本文抜粋 ::
北大西洋のカナリア諸島・グランカナリア島を縦断する125kmのトレイルでは最終盤に逆転劇が起こりました。日本時間3月5日土曜日に Ultra-Trail World Tourの第3戦となるトランスグランカナリア / Transgrancanariaが開催され、男子でディドリク・ヘルマンセン / Didrik Hermansen(ノルウェー)、女子はカロリーヌ・シャヴェロ / Caroline Chaverot(フランス)が優勝を勝ち取りました。
Sponsored link
レースの展開
125kmのトランスグランカナリアはグランカナリア島北部のアガエテ/Agaeteを現地時間3月4日(金)午後11時(日本時間5日土曜日午前8時)にスタート。男子のレースはフランスの実力派で2014年レユニオン3位のオーレリアン・コレ / Aurélien Colletがリードし、2分ほどの差で後続集団が続くという展開になりました。84km地点となるコース最高地点のPico Nievesではコレのリードは10分以上に広がりました。しかしここからの下りに入って体調を崩して失速、106km地点のエイドでドクターストップとなる波乱の展開に。
最終盤でトップに立ったのはゲディミナス・グリニウス / Gediminas Grinius。昨年のUTMFで優勝して日本のファンにも強さを見せつけたグリニウスは中盤以降に徐々に順位を上げる堅実な走り。しかし同様にこの日手堅い走りを見せたのがディドリク・ヘルマンセン / Didrik Hermansenでした。序盤のトップ10圏内から、先行するランナーを拾い続けてPico Nievesではグリニウスと並んでトップのコレを追います。終盤の長い下りではグリニウスとヘルマンセンの優勝争いとなりましたが、圧倒的なスピードを見せたヘルマンセンが13時間41分で優勝。2位となったグリニウスに3分以上の差をつけて鮮やかな逆転劇でレースを制しました。トランスグランカナリアのコースはほぼ毎年変更されているものの、ほぼ同じコースだった昨年にグリニウスが優勝した時のタイムよりも40分以上速いというハイレベルなレースになりました。

必須課題 ::
トランスグランカナリアの記事をもとに、次の問いに答えてください。
1. 女子で優勝したのは誰か。
2. コース最高地点の名前と、それが何km地点にあたるか。
3. ヘルマンセンの優勝タイムは何時間何分か。

ポイントによるラベル付けの例
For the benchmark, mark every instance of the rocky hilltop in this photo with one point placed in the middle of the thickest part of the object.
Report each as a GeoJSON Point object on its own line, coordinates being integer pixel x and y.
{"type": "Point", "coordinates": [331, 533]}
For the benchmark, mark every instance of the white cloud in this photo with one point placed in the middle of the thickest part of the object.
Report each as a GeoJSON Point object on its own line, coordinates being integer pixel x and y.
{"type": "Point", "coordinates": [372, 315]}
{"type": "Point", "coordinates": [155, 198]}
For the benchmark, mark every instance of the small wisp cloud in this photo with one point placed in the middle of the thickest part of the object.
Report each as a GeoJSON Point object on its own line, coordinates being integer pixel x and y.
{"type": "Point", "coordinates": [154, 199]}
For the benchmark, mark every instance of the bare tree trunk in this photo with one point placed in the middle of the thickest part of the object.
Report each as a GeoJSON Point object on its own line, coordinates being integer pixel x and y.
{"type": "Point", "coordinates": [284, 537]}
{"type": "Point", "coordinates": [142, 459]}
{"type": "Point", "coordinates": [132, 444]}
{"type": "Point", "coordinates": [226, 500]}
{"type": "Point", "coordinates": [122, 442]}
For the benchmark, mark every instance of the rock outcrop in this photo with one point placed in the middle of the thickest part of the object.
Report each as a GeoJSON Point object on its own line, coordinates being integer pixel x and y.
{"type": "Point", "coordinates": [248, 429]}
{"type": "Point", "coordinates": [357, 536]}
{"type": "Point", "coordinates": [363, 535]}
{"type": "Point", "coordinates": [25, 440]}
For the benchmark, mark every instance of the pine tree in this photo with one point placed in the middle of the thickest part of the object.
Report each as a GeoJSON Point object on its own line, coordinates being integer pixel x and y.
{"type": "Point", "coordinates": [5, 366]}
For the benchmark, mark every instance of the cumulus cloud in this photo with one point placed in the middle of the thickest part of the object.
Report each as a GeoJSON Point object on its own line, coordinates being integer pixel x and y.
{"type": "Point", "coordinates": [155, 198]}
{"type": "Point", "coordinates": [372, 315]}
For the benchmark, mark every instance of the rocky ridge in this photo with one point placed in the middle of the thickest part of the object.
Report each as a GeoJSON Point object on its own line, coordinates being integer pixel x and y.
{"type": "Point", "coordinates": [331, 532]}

解答例 ::
1. カロリーヌ・シャヴェロ / Caroline Chaverot(フランス)
2. Pico Nieves、84km地点
3. 13時間41分